──────── Record extracts
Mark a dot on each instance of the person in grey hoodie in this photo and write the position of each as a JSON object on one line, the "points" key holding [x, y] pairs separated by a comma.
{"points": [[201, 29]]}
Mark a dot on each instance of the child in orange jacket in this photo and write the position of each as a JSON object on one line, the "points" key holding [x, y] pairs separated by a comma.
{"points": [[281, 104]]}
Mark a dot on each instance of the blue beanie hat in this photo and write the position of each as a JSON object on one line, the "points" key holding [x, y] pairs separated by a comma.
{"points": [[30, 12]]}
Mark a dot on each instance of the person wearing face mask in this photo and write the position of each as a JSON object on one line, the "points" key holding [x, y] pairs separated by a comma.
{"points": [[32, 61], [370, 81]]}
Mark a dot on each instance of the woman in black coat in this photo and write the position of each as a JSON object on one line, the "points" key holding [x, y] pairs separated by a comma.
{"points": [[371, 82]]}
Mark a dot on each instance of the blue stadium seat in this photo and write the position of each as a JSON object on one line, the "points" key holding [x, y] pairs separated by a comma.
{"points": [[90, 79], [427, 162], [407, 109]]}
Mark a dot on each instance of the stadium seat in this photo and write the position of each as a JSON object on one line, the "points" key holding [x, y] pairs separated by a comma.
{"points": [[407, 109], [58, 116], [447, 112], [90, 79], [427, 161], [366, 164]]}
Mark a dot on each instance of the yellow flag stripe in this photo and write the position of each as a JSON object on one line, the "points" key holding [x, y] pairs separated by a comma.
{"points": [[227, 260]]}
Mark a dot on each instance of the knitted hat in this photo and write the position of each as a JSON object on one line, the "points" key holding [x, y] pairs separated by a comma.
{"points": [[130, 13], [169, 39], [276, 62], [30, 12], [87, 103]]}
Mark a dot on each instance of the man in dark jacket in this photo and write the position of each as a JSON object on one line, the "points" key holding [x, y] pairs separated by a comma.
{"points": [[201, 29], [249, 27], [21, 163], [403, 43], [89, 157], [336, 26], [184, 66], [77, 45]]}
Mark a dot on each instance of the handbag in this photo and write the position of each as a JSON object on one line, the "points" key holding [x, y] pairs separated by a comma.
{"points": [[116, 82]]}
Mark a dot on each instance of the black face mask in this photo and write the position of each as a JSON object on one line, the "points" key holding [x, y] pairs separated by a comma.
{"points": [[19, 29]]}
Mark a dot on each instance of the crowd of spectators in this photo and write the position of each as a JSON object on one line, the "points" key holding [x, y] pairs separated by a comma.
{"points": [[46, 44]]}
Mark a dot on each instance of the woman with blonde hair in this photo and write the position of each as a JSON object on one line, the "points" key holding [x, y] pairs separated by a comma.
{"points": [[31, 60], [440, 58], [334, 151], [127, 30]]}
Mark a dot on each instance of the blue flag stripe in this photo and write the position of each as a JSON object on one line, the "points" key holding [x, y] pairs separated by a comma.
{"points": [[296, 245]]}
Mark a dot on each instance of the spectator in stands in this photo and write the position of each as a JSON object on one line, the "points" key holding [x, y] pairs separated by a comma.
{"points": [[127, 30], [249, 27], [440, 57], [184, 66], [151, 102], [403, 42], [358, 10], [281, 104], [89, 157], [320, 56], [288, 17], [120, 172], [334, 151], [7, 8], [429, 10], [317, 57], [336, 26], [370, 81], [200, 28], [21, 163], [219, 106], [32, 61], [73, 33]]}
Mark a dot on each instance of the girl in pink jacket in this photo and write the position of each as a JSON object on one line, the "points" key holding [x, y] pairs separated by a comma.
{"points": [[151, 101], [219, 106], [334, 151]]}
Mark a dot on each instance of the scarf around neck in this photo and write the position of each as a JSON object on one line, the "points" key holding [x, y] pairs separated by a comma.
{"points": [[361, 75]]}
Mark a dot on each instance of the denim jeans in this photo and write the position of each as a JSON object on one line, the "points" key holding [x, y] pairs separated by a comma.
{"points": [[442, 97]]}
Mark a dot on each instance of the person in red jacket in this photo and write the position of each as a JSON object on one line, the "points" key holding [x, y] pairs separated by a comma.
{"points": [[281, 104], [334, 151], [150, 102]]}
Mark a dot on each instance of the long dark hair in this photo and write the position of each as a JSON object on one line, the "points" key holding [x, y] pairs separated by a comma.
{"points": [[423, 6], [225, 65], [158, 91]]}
────────────────
Take the line with "Mark a dot on each instance of the long" and every line after it in the data, and please reproduce them exactly, leaving out all other lines.

*Exercise solution:*
Mark a dot on each instance of the long dark hair in this photo and write the position of each as a JSON object on one line, the "points" key holding [x, y] pairs separated by a comma.
{"points": [[423, 6], [225, 65], [158, 91]]}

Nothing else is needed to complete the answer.